Pick out each line below that contains the word "blue", and copy those lines. Treat uppercase and lowercase letters as different.
************
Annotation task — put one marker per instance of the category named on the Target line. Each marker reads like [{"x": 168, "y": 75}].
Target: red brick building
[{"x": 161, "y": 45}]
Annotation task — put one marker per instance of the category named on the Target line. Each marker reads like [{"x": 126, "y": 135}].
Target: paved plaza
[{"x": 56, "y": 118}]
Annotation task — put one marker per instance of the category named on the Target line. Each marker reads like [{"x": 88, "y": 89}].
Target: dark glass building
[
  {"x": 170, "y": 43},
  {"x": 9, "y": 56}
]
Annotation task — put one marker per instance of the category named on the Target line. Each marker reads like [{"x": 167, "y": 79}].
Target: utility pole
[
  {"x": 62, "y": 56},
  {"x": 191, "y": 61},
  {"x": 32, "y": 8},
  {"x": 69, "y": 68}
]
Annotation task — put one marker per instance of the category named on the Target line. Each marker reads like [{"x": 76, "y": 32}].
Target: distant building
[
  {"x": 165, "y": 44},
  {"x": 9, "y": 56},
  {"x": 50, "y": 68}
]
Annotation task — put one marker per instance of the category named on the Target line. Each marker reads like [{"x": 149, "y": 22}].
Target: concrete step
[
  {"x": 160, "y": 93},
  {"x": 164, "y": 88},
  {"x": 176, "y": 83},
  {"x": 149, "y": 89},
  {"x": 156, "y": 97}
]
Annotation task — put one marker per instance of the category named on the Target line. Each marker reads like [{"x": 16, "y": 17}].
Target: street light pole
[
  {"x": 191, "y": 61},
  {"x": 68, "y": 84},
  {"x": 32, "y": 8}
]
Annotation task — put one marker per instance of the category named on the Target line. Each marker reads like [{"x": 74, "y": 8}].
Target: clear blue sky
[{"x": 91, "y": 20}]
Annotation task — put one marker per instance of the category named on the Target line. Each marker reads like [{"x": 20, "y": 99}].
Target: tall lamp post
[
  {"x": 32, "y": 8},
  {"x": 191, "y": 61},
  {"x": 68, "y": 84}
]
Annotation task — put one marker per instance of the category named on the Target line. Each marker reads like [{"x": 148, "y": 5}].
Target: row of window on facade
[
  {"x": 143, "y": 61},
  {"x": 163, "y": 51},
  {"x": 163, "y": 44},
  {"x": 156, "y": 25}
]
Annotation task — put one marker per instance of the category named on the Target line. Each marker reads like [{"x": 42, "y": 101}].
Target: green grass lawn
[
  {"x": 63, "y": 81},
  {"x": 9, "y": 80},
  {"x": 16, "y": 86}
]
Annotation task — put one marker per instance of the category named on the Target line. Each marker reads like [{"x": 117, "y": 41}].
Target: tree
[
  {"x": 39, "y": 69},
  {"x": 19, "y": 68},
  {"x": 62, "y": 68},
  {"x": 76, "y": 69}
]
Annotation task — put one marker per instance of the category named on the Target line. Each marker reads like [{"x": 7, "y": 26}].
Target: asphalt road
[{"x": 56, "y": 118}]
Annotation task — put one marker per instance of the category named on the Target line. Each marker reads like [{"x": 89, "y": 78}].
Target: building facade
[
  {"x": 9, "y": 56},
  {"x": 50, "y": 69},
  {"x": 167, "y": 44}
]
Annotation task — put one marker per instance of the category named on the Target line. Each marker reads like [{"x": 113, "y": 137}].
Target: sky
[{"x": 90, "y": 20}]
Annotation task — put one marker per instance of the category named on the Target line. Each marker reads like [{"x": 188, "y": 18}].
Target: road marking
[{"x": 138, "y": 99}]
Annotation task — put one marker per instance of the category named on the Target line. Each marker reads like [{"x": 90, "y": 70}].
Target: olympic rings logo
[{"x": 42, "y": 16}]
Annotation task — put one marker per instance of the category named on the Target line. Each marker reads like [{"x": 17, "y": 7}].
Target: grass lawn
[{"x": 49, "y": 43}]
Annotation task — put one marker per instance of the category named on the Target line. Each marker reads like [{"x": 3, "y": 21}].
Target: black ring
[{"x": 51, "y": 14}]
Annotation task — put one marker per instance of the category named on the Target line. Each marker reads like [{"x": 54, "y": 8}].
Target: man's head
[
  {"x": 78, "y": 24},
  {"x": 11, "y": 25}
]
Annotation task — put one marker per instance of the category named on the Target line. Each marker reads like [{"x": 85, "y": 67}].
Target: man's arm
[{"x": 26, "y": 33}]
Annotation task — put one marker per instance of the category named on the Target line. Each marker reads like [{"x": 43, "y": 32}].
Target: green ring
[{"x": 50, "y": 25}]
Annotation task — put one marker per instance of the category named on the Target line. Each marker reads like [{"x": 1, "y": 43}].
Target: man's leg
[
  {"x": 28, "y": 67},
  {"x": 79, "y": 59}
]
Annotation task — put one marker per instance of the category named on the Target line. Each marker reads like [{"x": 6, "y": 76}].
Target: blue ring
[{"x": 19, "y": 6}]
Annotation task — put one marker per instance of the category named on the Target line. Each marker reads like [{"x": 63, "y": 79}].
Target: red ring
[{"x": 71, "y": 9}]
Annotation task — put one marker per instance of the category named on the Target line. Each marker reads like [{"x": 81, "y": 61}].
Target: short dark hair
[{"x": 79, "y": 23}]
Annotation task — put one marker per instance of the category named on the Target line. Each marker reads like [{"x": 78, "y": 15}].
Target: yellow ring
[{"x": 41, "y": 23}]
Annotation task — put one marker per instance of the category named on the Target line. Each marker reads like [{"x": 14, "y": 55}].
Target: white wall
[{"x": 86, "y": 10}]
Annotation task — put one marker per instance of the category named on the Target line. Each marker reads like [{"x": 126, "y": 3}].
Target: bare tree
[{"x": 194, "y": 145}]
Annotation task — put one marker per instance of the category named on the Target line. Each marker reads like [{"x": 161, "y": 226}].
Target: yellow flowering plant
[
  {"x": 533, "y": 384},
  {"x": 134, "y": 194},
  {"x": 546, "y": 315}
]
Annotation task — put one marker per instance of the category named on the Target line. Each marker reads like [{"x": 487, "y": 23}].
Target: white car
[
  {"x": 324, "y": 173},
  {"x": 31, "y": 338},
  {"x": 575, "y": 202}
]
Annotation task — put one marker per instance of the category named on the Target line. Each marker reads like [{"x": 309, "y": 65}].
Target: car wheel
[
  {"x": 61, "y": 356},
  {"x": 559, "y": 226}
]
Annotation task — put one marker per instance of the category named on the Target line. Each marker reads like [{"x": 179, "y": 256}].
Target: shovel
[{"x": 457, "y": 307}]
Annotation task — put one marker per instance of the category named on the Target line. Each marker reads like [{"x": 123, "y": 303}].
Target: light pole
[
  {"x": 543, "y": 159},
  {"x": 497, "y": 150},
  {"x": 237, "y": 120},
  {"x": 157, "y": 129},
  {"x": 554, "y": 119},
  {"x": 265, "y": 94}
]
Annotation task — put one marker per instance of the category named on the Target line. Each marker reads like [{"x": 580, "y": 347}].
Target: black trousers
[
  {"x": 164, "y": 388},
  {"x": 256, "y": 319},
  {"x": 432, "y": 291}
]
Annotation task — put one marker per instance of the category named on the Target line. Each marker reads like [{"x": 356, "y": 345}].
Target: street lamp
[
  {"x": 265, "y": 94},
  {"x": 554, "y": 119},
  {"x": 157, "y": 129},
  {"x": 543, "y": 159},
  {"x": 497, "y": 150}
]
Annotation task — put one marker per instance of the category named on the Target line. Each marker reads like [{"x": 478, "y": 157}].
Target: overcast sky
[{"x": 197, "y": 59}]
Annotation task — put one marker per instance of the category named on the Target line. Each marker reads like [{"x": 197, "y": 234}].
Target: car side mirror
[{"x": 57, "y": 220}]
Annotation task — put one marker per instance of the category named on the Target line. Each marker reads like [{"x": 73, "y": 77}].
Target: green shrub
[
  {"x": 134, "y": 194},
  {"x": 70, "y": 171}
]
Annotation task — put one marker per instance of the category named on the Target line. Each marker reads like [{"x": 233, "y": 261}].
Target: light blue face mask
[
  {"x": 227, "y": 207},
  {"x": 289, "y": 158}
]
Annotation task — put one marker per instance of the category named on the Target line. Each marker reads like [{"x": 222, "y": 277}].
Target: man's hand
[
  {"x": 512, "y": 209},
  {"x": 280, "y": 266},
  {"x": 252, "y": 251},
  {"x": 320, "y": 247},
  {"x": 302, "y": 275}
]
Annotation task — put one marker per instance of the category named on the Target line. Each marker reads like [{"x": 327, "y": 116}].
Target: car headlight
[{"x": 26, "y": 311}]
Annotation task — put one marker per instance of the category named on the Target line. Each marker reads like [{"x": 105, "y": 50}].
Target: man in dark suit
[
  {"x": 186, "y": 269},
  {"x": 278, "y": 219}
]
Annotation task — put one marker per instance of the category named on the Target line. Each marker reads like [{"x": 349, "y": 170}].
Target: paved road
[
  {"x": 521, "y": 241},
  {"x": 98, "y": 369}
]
************
### The solution
Target: clear blue sky
Target: blue ring
Target: light blue face mask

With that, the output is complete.